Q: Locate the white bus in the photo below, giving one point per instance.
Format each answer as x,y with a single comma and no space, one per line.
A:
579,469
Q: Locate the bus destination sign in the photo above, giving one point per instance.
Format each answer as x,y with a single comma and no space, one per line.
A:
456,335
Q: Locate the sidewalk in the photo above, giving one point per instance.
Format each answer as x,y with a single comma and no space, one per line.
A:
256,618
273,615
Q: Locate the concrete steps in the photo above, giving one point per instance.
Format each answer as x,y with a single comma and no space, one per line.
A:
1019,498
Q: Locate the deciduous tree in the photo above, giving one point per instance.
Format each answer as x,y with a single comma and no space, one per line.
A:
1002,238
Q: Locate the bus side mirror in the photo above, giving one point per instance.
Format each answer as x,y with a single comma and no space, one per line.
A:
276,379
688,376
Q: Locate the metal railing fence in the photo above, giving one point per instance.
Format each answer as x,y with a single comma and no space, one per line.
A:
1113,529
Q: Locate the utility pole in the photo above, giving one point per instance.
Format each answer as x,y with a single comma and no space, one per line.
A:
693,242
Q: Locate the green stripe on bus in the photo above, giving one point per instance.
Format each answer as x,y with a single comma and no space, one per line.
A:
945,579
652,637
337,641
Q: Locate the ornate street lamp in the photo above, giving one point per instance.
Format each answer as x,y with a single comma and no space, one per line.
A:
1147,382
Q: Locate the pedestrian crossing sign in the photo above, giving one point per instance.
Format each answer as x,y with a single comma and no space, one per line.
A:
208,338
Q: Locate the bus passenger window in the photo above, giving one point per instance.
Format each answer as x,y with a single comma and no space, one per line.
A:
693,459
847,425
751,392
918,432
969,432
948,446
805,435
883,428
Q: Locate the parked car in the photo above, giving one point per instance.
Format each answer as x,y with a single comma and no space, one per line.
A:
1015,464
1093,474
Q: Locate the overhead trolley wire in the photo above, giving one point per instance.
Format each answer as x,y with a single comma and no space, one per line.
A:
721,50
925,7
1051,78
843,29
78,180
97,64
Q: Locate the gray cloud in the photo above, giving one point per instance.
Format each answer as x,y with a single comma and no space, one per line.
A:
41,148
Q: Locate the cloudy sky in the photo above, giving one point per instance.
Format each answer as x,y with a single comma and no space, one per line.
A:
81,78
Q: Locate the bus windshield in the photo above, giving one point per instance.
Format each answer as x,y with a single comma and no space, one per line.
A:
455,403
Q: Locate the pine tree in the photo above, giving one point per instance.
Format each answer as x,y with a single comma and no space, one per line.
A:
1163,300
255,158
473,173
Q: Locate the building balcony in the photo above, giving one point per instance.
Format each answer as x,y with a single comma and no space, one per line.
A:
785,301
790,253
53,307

++++++

● How to complete this task
Whenever a line of the data above includes the word "sign", copy that line.

● Task answer
Q: Locate the bus destination sign in the photo above, giving one point per instance.
Q: Locate the pedestrian crossing sign in the photo above, giving one point per instance.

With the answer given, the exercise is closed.